■ **BRANO DEL DOCUMENTO**:
/---

Riprendiamo da: cene, ospitalità, aree di interesse condivise

"Boooh.. non lo so... VAADOOO??!?

N. mi ha invitato a casa di questo tale che manco conosco, per una grigliata.

Che poi io non ho nemmeno tanta fame. E sono pure stancotta dopo la giornataccia oggi al lavoro. Che faccio.. VAADOOO?! Massì.. almeno ci sarà anche la mia amica, così se non so con chi parlare, almeno non mi annoio. Poi magari con un pò di fortuna incontro qualcuno interessante, anche se di questi tempi.. mi accontento di uno appena simpatico GUAARDAA... con alcune aree di interesse condivise, semmai.

Poi mi dicono che ci si diverte là.. dai VADO!

Ok, eehh cosa mi metto??! Mah! direi che è perfetto per semplice top nero aperto dietro e le scarpe aperte davanti, così da far contenti i feticisti. Tutti sti maschi che vanno MAATTII per i piedi scoperti. Come quella volta che al mare ho sorpreso quel signore che me li fotografava col telefonino mentre fingeva di scrivere un sms, quel maiale.."

\---

■ **RIGHE DI DATI**:

/---

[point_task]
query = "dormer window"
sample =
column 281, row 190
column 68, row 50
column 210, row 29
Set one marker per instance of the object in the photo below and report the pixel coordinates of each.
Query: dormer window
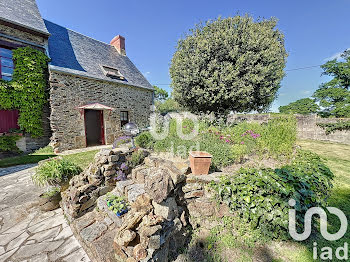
column 113, row 73
column 6, row 64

\---

■ **ISTRUZIONI ESERCIZIO**: Copia parola per parola il brano sull'invito alla grigliata, partendo da "Riprendiamo da: cene, ospitalità, aree" e proseguendo fino a "là.. dai VADO!". Il materiale è a sé stante e non ha legami con il brano.

■ **RISPOSTA ESERCIZIO**:
Riprendiamo da: cene, ospitalità, aree di interesse condivise

"Boooh.. non lo so... VAADOOO??!?

N. mi ha invitato a casa di questo tale che manco conosco, per una grigliata.

Che poi io non ho nemmeno tanta fame. E sono pure stancotta dopo la giornataccia oggi al lavoro. Che faccio.. VAADOOO?! Massì.. almeno ci sarà anche la mia amica, così se non so con chi parlare, almeno non mi annoio. Poi magari con un pò di fortuna incontro qualcuno interessante, anche se di questi tempi.. mi accontento di uno appena simpatico GUAARDAA... con alcune aree di interesse condivise, semmai.

Poi mi dicono che ci si diverte là.. dai VADO!